*** DATA TO PROCESS ***

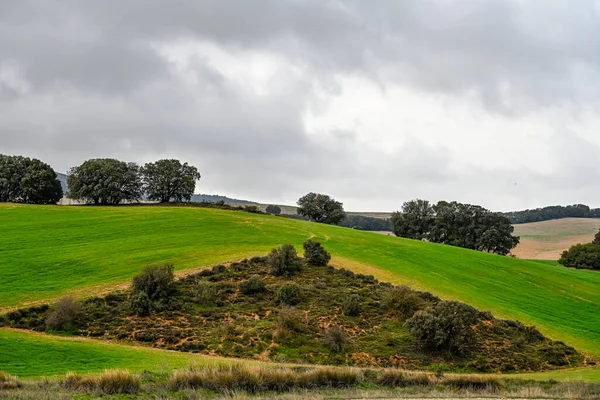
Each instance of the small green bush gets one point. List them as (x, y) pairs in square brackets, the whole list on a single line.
[(402, 301), (291, 319), (155, 280), (446, 326), (205, 293), (65, 314), (253, 285), (140, 304), (336, 338), (351, 305), (284, 260), (118, 381), (315, 254), (288, 294)]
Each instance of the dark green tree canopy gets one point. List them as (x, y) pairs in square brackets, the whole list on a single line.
[(105, 181), (321, 208), (27, 180), (168, 180), (581, 256), (455, 224), (273, 209), (415, 220), (596, 238)]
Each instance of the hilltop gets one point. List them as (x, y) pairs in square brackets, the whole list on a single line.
[(49, 252), (546, 240), (319, 315)]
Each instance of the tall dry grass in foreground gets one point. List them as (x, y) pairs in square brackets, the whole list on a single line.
[(270, 381)]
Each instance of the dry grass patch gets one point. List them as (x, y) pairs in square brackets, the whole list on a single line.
[(8, 381)]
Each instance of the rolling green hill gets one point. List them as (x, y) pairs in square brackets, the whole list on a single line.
[(49, 251)]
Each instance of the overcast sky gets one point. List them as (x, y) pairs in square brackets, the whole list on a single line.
[(373, 102)]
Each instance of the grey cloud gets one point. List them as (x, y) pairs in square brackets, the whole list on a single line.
[(98, 86)]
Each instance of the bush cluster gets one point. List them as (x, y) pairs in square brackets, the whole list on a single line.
[(351, 305), (315, 254), (284, 261), (403, 301), (445, 326), (254, 284), (288, 294), (153, 285)]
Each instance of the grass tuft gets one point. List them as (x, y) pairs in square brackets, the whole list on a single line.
[(8, 381)]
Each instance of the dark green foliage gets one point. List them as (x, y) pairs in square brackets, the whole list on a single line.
[(65, 314), (415, 221), (455, 224), (315, 254), (238, 325), (364, 223), (105, 181), (284, 260), (552, 212), (321, 208), (351, 305), (27, 180), (445, 326), (581, 256), (336, 338), (255, 284), (291, 319), (167, 180), (205, 293), (288, 294), (596, 238), (252, 209), (402, 301), (155, 280), (273, 209), (140, 304)]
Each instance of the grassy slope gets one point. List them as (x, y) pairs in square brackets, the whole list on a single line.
[(50, 250), (31, 355)]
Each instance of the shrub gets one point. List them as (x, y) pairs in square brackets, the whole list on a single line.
[(315, 254), (446, 326), (402, 301), (288, 294), (351, 305), (291, 319), (273, 209), (155, 280), (118, 381), (65, 314), (74, 381), (253, 285), (140, 304), (205, 293), (400, 378), (284, 260), (336, 338), (581, 256), (8, 381)]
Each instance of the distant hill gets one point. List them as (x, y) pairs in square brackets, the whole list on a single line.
[(214, 198), (552, 212)]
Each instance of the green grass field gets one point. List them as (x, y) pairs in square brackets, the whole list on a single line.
[(31, 355), (50, 251)]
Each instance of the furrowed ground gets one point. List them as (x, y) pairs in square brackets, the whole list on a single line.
[(547, 240), (47, 252)]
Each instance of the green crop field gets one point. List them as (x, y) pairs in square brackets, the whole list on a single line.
[(46, 252), (27, 354)]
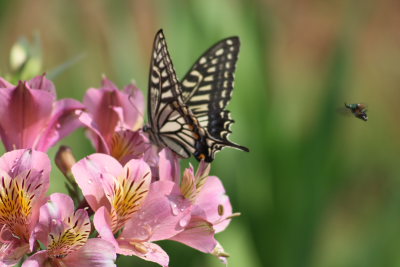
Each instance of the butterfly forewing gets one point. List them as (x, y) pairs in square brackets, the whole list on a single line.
[(190, 117), (172, 123), (207, 88)]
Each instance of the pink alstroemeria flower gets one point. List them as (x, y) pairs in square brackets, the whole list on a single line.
[(32, 118), (65, 233), (211, 211), (24, 180), (112, 117), (131, 212)]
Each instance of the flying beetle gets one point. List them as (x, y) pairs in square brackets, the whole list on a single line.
[(359, 110)]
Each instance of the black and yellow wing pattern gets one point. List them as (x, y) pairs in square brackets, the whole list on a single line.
[(207, 89), (201, 131)]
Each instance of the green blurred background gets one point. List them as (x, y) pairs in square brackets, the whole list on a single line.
[(317, 189)]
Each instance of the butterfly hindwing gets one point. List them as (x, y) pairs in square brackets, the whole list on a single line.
[(207, 88), (190, 117)]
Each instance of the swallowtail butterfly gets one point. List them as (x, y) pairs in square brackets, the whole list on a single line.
[(189, 117)]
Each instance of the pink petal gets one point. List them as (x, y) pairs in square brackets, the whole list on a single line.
[(102, 223), (90, 174), (52, 215), (164, 214), (133, 107), (95, 253), (31, 169), (213, 201), (126, 145), (41, 83), (169, 166), (36, 260), (94, 134), (145, 250), (198, 234), (24, 114), (64, 120), (100, 105), (5, 84), (18, 161), (12, 252)]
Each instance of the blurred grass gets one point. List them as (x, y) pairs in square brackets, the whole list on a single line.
[(317, 189)]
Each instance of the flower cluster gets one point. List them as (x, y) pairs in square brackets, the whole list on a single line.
[(128, 195)]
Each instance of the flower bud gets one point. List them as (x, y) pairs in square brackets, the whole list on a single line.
[(64, 161)]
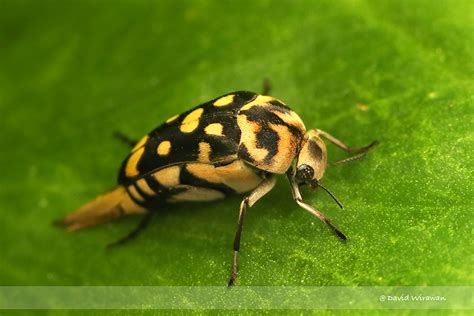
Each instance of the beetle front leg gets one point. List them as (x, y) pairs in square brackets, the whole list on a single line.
[(263, 188), (359, 151)]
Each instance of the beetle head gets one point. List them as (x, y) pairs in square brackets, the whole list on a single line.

*** End of DATA TO PROCESS ***

## [PROBLEM TO WORK ON]
What is needed is every line of the data above, set down exactly but with the images left out.

## [RESPONSE TO THIS EXERCISE]
Each instance of the small green bush gets one point. List them as (x, y) pairs in square brackets, the whole list on a single line.
[(402, 301), (291, 319), (155, 280), (446, 326), (205, 293), (65, 314), (253, 285), (140, 304), (336, 338), (351, 305), (284, 260), (118, 381), (315, 254), (288, 294)]
Each instance of the dark green tree canopy gets one point. List them as (x, y) pairs in square brackets, the whole list on a single line.
[(105, 181), (321, 208), (27, 180), (168, 180), (581, 256), (455, 224), (273, 209), (415, 220), (596, 238)]
Each instance of the hilltop gets one point. List them as (x, y) pairs in square brackets, the whole list on a single line.
[(49, 252), (546, 240), (319, 315)]
Each instance of the tall dry grass in foreground gets one point. List them as (x, y) pairs in square brackets, the whole list on a single line.
[(270, 381)]
Each instance of the dry grass patch gets one point. List them as (x, y) pairs in square brackets, the whole list on a single line.
[(8, 381)]
Each instance of the rolling green hill gets one point. List them as (x, y) pairs in square brackets, the whole list on a single line.
[(49, 251)]
Each instance of the overcast sky gets one point. List them as (x, y) pairs in square brackets, the whole list on a single line.
[(373, 102)]
Each instance of the grey cloud gets one point. List them as (x, y) pairs in square brackets, the whole list on a single line.
[(98, 86)]
Each instance of the bush cluster gets one point. List them as (x, y) pairs in square brackets, the whole list on a single line.
[(351, 305), (315, 254), (284, 261), (403, 301), (445, 326), (254, 284), (288, 294), (153, 285)]
Each instance of the grass tuft gets one point. List them as (x, y) pairs in square brackets, the whole list on a single line.
[(8, 381)]
Each instance of the dark green foliage gets one point. List them as (x, y) pairs in square brackets, the whole list on a single line.
[(65, 314), (415, 221), (455, 224), (315, 254), (238, 325), (364, 223), (105, 181), (284, 260), (552, 212), (321, 208), (351, 305), (27, 180), (445, 326), (581, 256), (336, 338), (255, 284), (291, 319), (167, 180), (205, 293), (288, 294), (596, 238), (252, 209), (402, 301), (155, 280), (273, 209), (140, 304)]
Each instance of the grassy slope gets one point. List them as (x, y) pairs in square brackets, the whole list on a single line.
[(50, 250), (31, 355)]
Each instance of the shrub gets one point. List them as (x, y) pairs in square brackets, the whole list on a single line.
[(315, 254), (446, 326), (402, 301), (288, 294), (351, 305), (291, 319), (273, 209), (155, 280), (118, 381), (65, 314), (74, 381), (253, 285), (140, 304), (205, 293), (400, 378), (284, 260), (336, 338), (581, 256), (8, 381)]
Each instance of the distant hill gets one point. List them as (x, y) pairs in square brackets, the whole list on a single line.
[(214, 198), (552, 212)]
Each instance of the green grass field gets one point. List them as (x, y) pairs in square brackets, the whole list on a single line.
[(31, 355), (50, 251)]
Each instance of the furrowed ground gets one point. List them as (x, y) pairs in square brackets, the whole list on a single line.
[(547, 240), (47, 252)]
Each instance of the green crop field gets one point. List them as (x, y) pairs in square brackets, the whole list on a single line.
[(46, 252), (27, 354)]
Each instance of the butterfly forewing gets one point. List them as (x, y) pairs in square brackets, the whole list on a single line.
[(190, 117), (172, 123), (207, 88)]
Each instance of the pink alstroemeria flower gets one point. List them as (x, y) pairs in square brackets, the whole list on a single line.
[(32, 118), (65, 233), (211, 211), (24, 180), (112, 117), (131, 212)]
Each instance of the flying beetle gets one point. List them as (x, y) pairs in square brackets, the whole list on a single line.
[(359, 110)]
Each instance of the black and yellow wing pattern gets one point. List them as (x, y) pairs in square brackets, the whole list on a single line.
[(207, 89), (201, 131)]
Each instance of the green blurred background gets one point. List them as (x, y) pairs in square brackets, the whole list on a single line.
[(317, 189)]
Each instance of the butterfly hindwing gets one point. List them as (x, y) pairs in square brackets, the whole list on a single line.
[(207, 88), (190, 117)]
Each instance of the swallowtail butterfly gets one point. List them as (x, y) pairs in square brackets, the whole list on a single line.
[(189, 117)]
Each instance of the pink petal gets one point. List them as (x, y) pairs in square brackets, the whole list on a single line.
[(102, 223), (90, 174), (52, 215), (164, 214), (133, 107), (95, 253), (31, 169), (213, 201), (126, 145), (41, 83), (169, 166), (36, 260), (94, 134), (145, 250), (198, 234), (24, 114), (64, 120), (100, 105), (5, 84), (18, 161), (12, 252)]
Each instance of the blurred grass gets one point. List them as (x, y) pairs in square brackets, the whole list on a single line.
[(317, 189)]
Each instance of the flower cluster gets one point. List them as (x, y) pairs in square brackets, the whole list on a single line.
[(128, 195)]
Each instance of the flower bud gets one point. List them as (x, y) pairs in square brackets, the whole list on a single line.
[(64, 161)]
Each instance of the beetle front leg gets one point. List them as (x, y) pairs in square brackets, the whole list on a single line.
[(263, 188), (359, 151)]
Each instance of the beetle head gets one point. List them as (x, y) pairs in square brackets, the whole list on a single line.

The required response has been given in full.